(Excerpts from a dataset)
-- Opening Marker --

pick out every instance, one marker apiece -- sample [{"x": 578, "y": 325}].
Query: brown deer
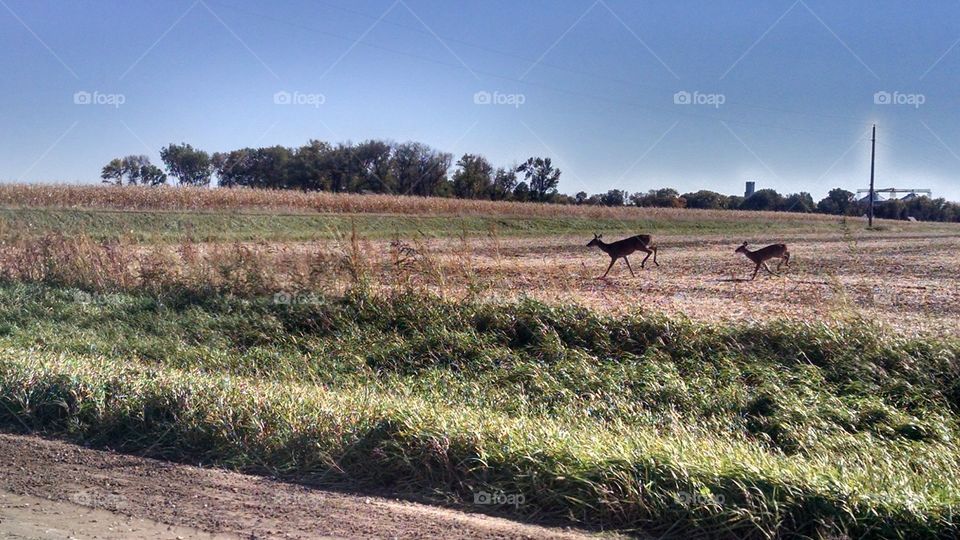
[
  {"x": 621, "y": 248},
  {"x": 762, "y": 255}
]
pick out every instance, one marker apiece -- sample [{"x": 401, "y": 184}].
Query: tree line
[{"x": 413, "y": 168}]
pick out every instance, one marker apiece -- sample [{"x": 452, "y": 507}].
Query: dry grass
[
  {"x": 239, "y": 199},
  {"x": 907, "y": 283}
]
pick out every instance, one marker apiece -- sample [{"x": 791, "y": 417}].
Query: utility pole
[{"x": 873, "y": 155}]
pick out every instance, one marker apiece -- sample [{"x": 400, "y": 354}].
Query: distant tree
[
  {"x": 190, "y": 166},
  {"x": 421, "y": 170},
  {"x": 836, "y": 202},
  {"x": 660, "y": 198},
  {"x": 798, "y": 202},
  {"x": 151, "y": 175},
  {"x": 373, "y": 171},
  {"x": 705, "y": 199},
  {"x": 614, "y": 197},
  {"x": 474, "y": 178},
  {"x": 521, "y": 192},
  {"x": 764, "y": 199},
  {"x": 504, "y": 182},
  {"x": 137, "y": 169},
  {"x": 112, "y": 173},
  {"x": 541, "y": 176},
  {"x": 307, "y": 167}
]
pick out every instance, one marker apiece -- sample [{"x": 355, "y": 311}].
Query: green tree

-- Closing Marker --

Exercise description ->
All of the data is to be reproduced exactly, with the pictures left out.

Completed exercise ->
pick out every instance, one marker apiece -- sample [{"x": 578, "y": 325}].
Query: brown deer
[
  {"x": 621, "y": 248},
  {"x": 762, "y": 255}
]
pick out every instance, one marker apiece -- sample [{"x": 401, "y": 184}].
Query: tree line
[{"x": 413, "y": 168}]
pick out every instance, one marker apiece -- sample [{"x": 452, "y": 507}].
Query: dry grass
[
  {"x": 239, "y": 199},
  {"x": 907, "y": 283}
]
pick out every instance, one marker apiece -- sample [{"x": 791, "y": 417}].
Query: utility pole
[{"x": 873, "y": 155}]
pick out every instance, one marker apiece -- sample [{"x": 400, "y": 354}].
Query: distant tree
[
  {"x": 190, "y": 166},
  {"x": 421, "y": 170},
  {"x": 836, "y": 202},
  {"x": 660, "y": 198},
  {"x": 798, "y": 202},
  {"x": 151, "y": 175},
  {"x": 373, "y": 171},
  {"x": 705, "y": 199},
  {"x": 614, "y": 197},
  {"x": 474, "y": 178},
  {"x": 521, "y": 192},
  {"x": 764, "y": 199},
  {"x": 504, "y": 182},
  {"x": 137, "y": 169},
  {"x": 112, "y": 173},
  {"x": 541, "y": 176},
  {"x": 307, "y": 167}
]
pick out every instance, one marker apiece -- sample [{"x": 355, "y": 311}].
Query: green tree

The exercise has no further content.